• _Actions to take_
a: In the RAID 0 excerpt, how much faster would four drives in RAID 0 theoretically be?
b: Write out the part of the RAID 0 excerpt from "I know that" up to and including "at the moment).".

• _Document excerpt_
[start]

I know that two HDDs\SDDs in RAID 0 are faster than a single drive so would adding a third or fourth drive to the array increase the speed again?

If yes, is there a limit to how much more you can get out of it? (I'm guessing SATA 3 speeds at the moment).

 

 

 

Hey SGM26, 
 
RAID0 enables the data to be split and written or read simultaneously between all drives in the array. Theoretically, if you have two drives in RAID0, the speed would be double. If you have four drives - quadruple. There is some speed cut for the data to be split and put back together, but in general the speed increases are huge. Here's an example between using HDDs and SSDs in RAID0: games rely on storage only for their loading times and FPS and graphics will not be affected at all. Here's an example of the speed boost when using SSDs and HDDs: The jump in load times from HDD to SSD is like 10s to 1s. RAID 0 effectively (theoretically) halves the load time. So if you were to RAID 0 mechanical drives, it's 10s to 5s. You derive 5s of benefit. If you were to RAID 0 SSDs instead, its like 1s to 0.5s. You derive 0.5s of benefit. Just to demonstrate that striping SSDs is nowhere as beneficial compared to mechanical drives.

[end]

• _Data provided_
[start]

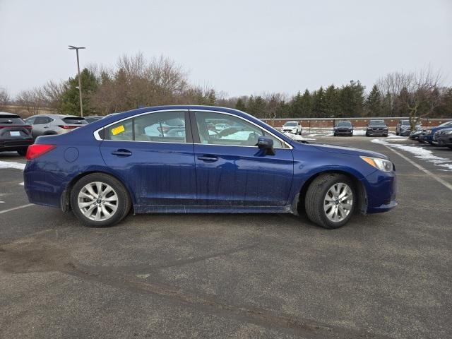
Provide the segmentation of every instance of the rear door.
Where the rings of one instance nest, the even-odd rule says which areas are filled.
[[[142,210],[196,203],[188,114],[181,109],[149,112],[105,129],[102,157],[131,188]]]
[[[198,204],[236,207],[281,206],[293,177],[292,150],[260,126],[227,113],[191,112]],[[210,126],[226,121],[222,131]],[[258,136],[273,139],[275,155],[257,147]]]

[end]

• _Outputs in order_
a: Four times as fast (quadruple the speed).

b:
I know that two HDDs\SDDs in RAID 0 are faster than a single drive so would adding a third or fourth drive to the array increase the speed again?

If yes, is there a limit to how much more you can get out of it? (I'm guessing SATA 3 speeds at the moment).